§ What the exercise asks: Go through the entries below and write each one out exactly.
------------------------------------------------
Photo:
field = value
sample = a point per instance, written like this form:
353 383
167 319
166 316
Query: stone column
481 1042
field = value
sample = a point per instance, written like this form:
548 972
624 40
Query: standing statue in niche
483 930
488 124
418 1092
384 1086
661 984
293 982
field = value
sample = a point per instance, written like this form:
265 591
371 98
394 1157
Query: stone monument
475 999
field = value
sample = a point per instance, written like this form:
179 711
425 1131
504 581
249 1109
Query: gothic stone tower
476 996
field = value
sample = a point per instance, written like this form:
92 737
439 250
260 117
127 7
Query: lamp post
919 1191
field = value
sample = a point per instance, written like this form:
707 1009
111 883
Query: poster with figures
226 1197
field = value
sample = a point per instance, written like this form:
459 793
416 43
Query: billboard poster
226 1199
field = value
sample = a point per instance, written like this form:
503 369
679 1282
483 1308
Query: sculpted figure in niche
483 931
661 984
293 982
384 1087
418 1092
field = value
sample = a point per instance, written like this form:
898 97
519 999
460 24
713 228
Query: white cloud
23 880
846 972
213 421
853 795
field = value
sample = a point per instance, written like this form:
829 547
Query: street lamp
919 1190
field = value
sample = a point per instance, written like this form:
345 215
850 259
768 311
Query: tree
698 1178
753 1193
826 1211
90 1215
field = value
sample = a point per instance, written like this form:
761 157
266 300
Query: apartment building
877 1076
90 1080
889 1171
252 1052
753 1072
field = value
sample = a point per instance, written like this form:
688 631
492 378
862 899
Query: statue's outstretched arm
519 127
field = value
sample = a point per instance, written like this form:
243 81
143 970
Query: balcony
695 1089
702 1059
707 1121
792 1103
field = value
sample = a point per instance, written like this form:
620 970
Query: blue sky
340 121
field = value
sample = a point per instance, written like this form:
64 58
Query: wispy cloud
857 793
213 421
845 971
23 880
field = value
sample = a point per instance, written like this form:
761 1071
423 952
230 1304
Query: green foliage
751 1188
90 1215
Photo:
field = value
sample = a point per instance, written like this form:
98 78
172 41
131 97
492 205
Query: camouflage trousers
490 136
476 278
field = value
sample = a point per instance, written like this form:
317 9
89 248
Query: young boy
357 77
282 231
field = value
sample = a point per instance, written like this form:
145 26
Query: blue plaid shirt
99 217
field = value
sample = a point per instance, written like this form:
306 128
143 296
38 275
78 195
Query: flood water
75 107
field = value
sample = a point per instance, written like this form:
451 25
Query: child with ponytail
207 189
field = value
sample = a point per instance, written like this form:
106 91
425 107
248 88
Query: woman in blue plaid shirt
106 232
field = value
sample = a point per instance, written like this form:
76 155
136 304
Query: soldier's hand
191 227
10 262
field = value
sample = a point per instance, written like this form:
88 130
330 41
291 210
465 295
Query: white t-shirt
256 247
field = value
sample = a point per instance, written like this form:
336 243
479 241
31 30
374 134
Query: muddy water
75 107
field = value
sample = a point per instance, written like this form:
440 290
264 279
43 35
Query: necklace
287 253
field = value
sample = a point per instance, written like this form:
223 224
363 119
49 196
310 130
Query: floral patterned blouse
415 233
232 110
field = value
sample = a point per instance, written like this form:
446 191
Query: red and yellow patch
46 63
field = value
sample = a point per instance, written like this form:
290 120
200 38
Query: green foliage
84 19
------------------------------------------------
§ Result below:
Photo:
field = value
sample = a point per instance, written like this form:
353 383
167 319
166 316
Query: stone column
481 1042
field = value
sample = a point per instance, written like this form:
548 972
624 40
Query: standing statue in niche
483 930
488 124
418 1092
384 1086
661 984
293 982
field = value
sample = a point per instance, written like this form:
265 591
371 98
394 1157
Query: stone monument
475 999
field = value
sample = a point per instance, written like this form:
179 711
425 1131
504 581
249 1109
Query: gothic stone tower
476 996
field = value
sample = a point per instance, written like this form:
92 737
439 250
260 117
127 7
Query: lamp post
919 1191
field = value
sample = a point per instance, written like this form:
707 1009
111 883
Query: poster with figures
226 1197
field = value
sample = a point per instance, written like this form:
459 793
416 43
Query: billboard poster
226 1199
field = value
sample = a point per instance, written like this form:
503 369
679 1282
483 1308
Query: sculpted figure in niche
483 931
661 984
293 982
384 1087
418 1092
field = value
sample = a point per instance, written like this form:
898 97
519 999
460 24
713 228
Query: white cloud
23 880
846 972
213 421
853 795
field = value
sample = a point per instance, written like this form:
829 547
Query: street lamp
919 1190
field = value
sample = a point per instance, written like this form:
345 215
850 259
768 311
Query: tree
698 1178
753 1193
826 1211
90 1215
field = value
sample = a point per instance, written like this form:
761 157
266 300
Query: apartment building
877 1076
90 1080
889 1171
252 1052
753 1072
field = value
sample = a point per instance, written like this form:
688 631
492 378
862 899
Query: statue's outstretched arm
519 127
field = value
sample = a point per instance, written like this form:
243 81
143 970
Query: balcony
695 1089
702 1059
707 1121
792 1103
field = value
sample = a point per instance, written like this form:
620 970
Query: blue sky
340 121
field = value
sample = a point per instance, written like this form:
64 58
Query: wispy cloud
857 793
213 421
845 971
23 880
field = value
sample = a point per instance, written like this form:
761 1071
423 952
230 1304
Query: green foliage
751 1188
90 1215
Photo:
field = value
sample = a point per instance, written like this form:
98 78
172 41
131 97
492 205
Query: camouflage trousers
490 136
476 278
field = value
sample = a point per instance, written like this form:
317 9
89 248
Query: young boy
357 77
282 231
field = value
sample = a point per instance, written like this form:
145 26
Query: blue plaid shirt
99 217
field = value
sample = a point per instance, written like this form:
306 128
143 296
38 275
78 195
Query: flood water
75 107
field = value
sample = a point per instance, written like this form:
451 25
Query: child with ponytail
207 189
field = value
sample = a point per instance, written like this form:
106 91
425 107
248 88
Query: woman in blue plaid shirt
106 232
field = value
sample = a point per instance, written like this form:
76 155
136 304
Query: soldier's hand
191 227
10 262
field = value
sample = a point per instance, written like this form:
88 130
330 41
291 210
465 295
Query: white t-shirt
256 247
field = value
sample = a point per instance, written like this form:
336 243
479 241
31 30
374 134
Query: muddy water
75 107
field = value
sample = a point per instance, written like this form:
440 290
264 279
43 35
Query: necklace
287 253
field = value
sample = a point per instance, written like this form:
223 224
363 119
49 196
310 130
Query: floral patterned blouse
415 233
232 110
field = value
sample = a point per instance, written like this form:
446 191
Query: red and yellow patch
46 63
field = value
sample = a point per instance, written like this form:
290 120
200 38
Query: green foliage
84 19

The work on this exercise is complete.